───── SELECTED PASSAGE ─────
All of this work is fully in sync with the Party of the European Left (EL) and is being carried out in cooperation with it. There have been many forms of collaboration underway for several years now – such as participation in the international social forums, to which this year in Montreal we contributed topics for discussion, or the co-promotion of the Summer University, which attracted many participants and was rich in material for a constructive debate amongst different analyses and positions. In addition, there is now the Forum of Alternatives, which the EL has decided to maintain as a permanent space of dialogue between the continent’s political and social forces and which will certainly see our involvement, strengthening an interactive relationship that has clearly been positive for both entities.
The same can be said of our work in the Alter Summit network, where we are deeply involved in facilitating a structural relationship between the social movements and the trade unions for defining strategies and activism around specific issues, and also in the Blockupy network, which after the battle against the role of the European Central Bank, an action that brought tens of thousands of people from all parts of Europe to protest the inauguration of the ECB’s new headquarters in Frankfurt, is mobilising to bring the voice of protests against neoliberal globalisation back into centre-stage.
─────
• [EXERCISE REQUIREMENTS]:
(A) Answer from the passage on cooperation with the Party of the European Left:
(i) In which city was this year's international social forum held, to which topics for discussion were contributed?
(ii) What has the EL decided to maintain the Forum of Alternatives as?
(iii) In which city was the ECB's new headquarters inaugurated amid protests?
(B) Continue the passage on cooperation with the Party of the European Left from its final sentence.
───── ENTRIES PROVIDED ─────
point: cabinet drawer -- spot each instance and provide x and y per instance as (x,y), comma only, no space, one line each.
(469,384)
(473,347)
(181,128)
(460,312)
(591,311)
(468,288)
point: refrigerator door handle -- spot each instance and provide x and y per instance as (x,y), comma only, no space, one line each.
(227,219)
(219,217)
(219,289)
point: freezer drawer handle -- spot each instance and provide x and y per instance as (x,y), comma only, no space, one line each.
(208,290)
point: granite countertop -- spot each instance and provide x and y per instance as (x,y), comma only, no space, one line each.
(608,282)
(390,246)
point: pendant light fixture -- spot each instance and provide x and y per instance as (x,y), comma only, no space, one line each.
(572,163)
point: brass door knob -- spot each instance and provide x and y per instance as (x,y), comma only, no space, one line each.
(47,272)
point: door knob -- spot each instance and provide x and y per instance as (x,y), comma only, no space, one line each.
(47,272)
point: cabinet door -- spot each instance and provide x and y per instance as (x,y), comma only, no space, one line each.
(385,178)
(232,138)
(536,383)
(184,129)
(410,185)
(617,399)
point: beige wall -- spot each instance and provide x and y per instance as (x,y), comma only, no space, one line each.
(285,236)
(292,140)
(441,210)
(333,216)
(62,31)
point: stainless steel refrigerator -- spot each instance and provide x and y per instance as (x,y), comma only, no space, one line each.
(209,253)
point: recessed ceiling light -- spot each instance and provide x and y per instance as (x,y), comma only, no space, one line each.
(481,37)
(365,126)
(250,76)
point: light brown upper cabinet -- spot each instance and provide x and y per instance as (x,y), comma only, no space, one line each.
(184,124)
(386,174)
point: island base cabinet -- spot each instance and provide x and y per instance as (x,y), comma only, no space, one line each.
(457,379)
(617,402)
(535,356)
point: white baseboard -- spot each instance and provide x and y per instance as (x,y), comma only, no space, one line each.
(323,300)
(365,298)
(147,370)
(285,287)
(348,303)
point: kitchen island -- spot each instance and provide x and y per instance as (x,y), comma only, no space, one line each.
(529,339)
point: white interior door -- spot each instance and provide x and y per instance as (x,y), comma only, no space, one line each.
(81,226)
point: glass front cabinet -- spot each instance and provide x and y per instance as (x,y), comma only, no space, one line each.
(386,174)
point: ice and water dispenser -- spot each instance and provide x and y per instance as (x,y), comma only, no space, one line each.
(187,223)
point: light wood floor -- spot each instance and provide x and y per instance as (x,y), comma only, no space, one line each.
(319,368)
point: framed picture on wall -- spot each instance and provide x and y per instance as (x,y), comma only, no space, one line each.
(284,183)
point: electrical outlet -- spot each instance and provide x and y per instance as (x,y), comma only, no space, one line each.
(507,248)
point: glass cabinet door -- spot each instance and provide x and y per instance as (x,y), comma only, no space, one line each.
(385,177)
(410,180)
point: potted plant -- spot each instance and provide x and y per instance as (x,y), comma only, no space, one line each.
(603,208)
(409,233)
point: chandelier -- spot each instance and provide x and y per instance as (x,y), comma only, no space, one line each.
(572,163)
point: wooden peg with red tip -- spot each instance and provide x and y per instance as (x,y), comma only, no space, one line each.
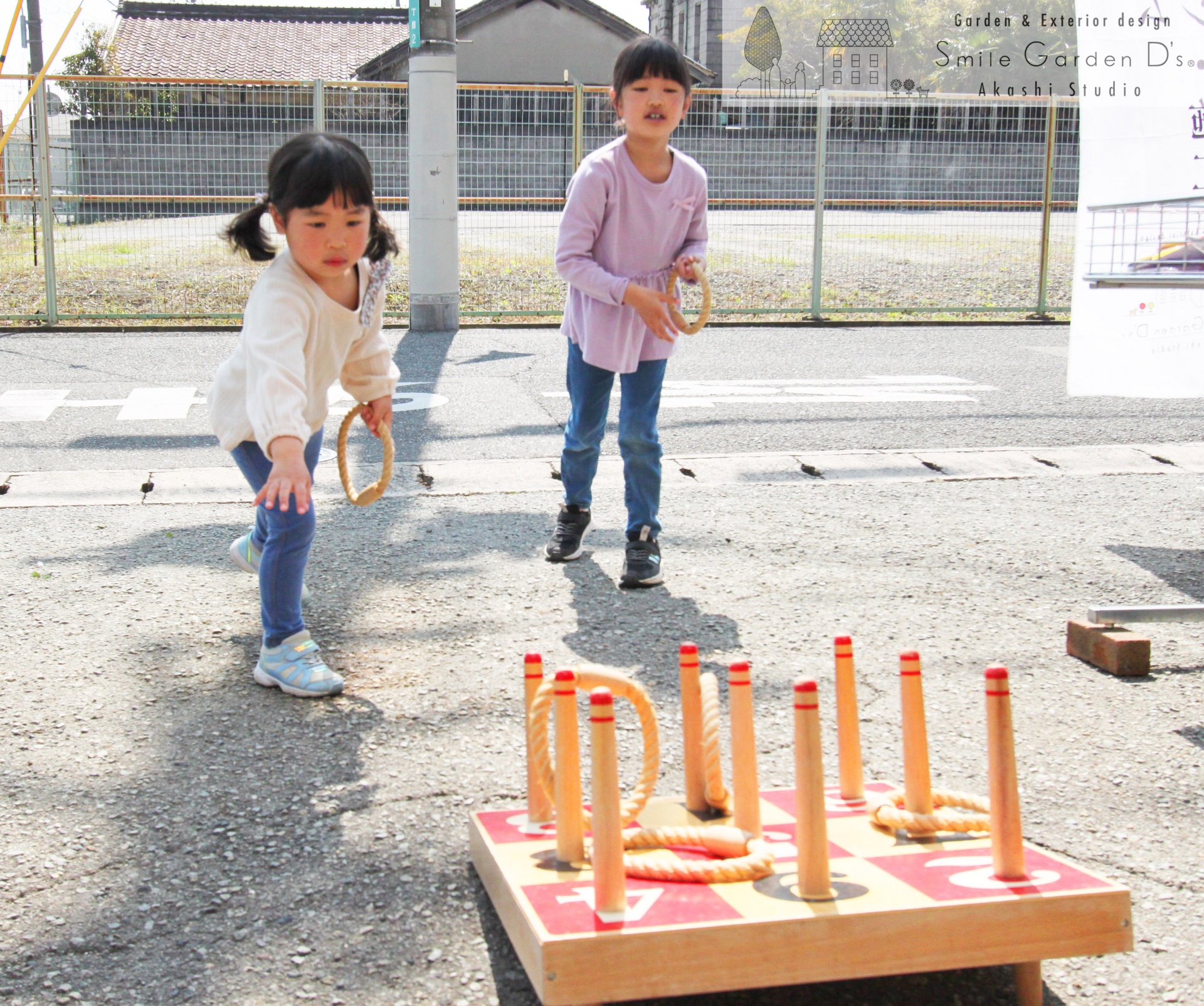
(1007,839)
(540,808)
(570,820)
(811,812)
(692,763)
(606,813)
(848,726)
(917,776)
(746,788)
(1007,835)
─────
• [ANSWERS BELOW]:
(A)
(i) Montreal
(ii) A permanent space of dialogue between the continent's political and social forces
(iii) Frankfurt

(B)
The work done by task forces, which we as transform! europe have promoted, such as those around productive transformation, or the commons, as well as the energy and the ‘Change4All’ groups, will involve our interaction with the European Parliament members from the EL around the work of proposing intervention in the EP on issues crucial for European economic and social policies.
Of particular interest will be the work we are promoting, through our respective working group, on the EU’s role in international conflicts and its relations with neighbouring countries. The discussion about the EU and left strategies for dealing with the profound crisis which this institution’s architecture is going through remains one of the cornerstones of our commitments. For this, transform! europe will continue to keep open for everyone’s benefit all possible spaces for discussion with all the movements that, like us, articulate a radical critique of how a European Union that is continually more removed from the interests and needs of its own citizens could be changed. Through these efforts we hope to contribute to the concretisation of the idea of a re-founded EU, so as not to leave this critique only to the nationalist right organisations.
Roberto Morea
For many years there has been a redefinition of the battle against the policies of privatisation and dismantling of the public system that ranges from water management, transportation, education and training, as well as energy, and against the attack on the environment with the devastation of the territories. It is a battle that has arisen from the ability to shed light on the depredations of neoliberalism and its capacity to erase all that has been collectively built and defended up to now as part of the public interest in our countries.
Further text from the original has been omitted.